# EXTRAIT

Le dialogue n’aura duré que quelques minutes. Mais ce qu’il nous dit
révèle quelque chose d’essentiel non seulement sur Jésus, mais
également sur notre manière de vivre avec nos semblables aujourd’hui,
surtout lorsque des questions de pouvoir et d’autorité se posent entre
nous. Comment cela ?
Dire que le Christ est roi peut en effet nous troubler. D’abord d’où
cela vient-il ? De l’histoire même du peuple hébreu. Au cours de
son histoire, ce peuple finira par réclamer un roi. Ce sera Saül, puis
David, puis Salomon, puis d’autres. Les prophètes ne cesseront de
répéter au peuple hébreu que, à l’inverse des autres peuples, le seul
vrai roi est Dieu YHWH qui veille sur les siens. Et au cours de son
histoire mouvementée dans les siècles qui précèderont la venue de
Jésus, le peuple hébreu finira par se passer d’un roi. Aucun roi humain
ne semble en mesure d’endosser cette royauté divine qui est d’un autre
ordre. Seul Dieu fait homme peut être roi. Et roi de l’univers, puisque
Dieu est créateur de l’univers tout entier.

# CONSIGNES DE L'EXERCICE
a - Modifiez les lignes de données, de celle qui contient « Target: sand dune » jusqu'à la dernière de ces lignes, en remplaçant partout « instance » par « occurrence » sans rien changer d'autre. Ne redonnez que ces lignes.
b - Prolongez l'extrait sur la royauté du Christ au-delà de sa dernière phrase.

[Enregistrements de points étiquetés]

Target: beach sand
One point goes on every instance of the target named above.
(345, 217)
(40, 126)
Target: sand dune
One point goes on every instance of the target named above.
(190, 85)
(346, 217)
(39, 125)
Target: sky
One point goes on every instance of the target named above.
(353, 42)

# RÉSULTATS PAR TÂCHE
a -
Target: sand dune
One point goes on every occurrence of the target named above.
(190, 85)
(346, 217)
(39, 125)
Target: sky
One point goes on every occurrence of the target named above.
(353, 42)

b -
En attendant, c’est un prisonnier flagellé qui est à la merci de
Pilate. Y voyons-nous un roi ? Demandons à nos enfants (ou à nos
petits-enfants !) de représenter Jésus comme roi : ils
dessineront une couronne d’or, non une couronne d’épine, un vêtement
majestueux, non une tunique arrachée et tirée au sort, un trône pour
dominer, non une croix avec ses clous. Pilate s’y connaît en termes de
pouvoir. Il ne se trompe pas quand il demande à Jésus, non sans
ironie : « Es-tu roi » ?
Évidemment, Jésus parle d’un autre royaume. Mais personne n’écoute. Les
disciples ont disparu. La foule est en train d’être retournée. Le
pouvoir a tranché. Et Dieu, que fait-il ? Pourquoi cette légion
d’anges n’a-t-elle pas surgi pour combattre le pouvoir en place, sauver
Jésus ? Jésus répond : parce que mon royaume n’est pas de ce
monde.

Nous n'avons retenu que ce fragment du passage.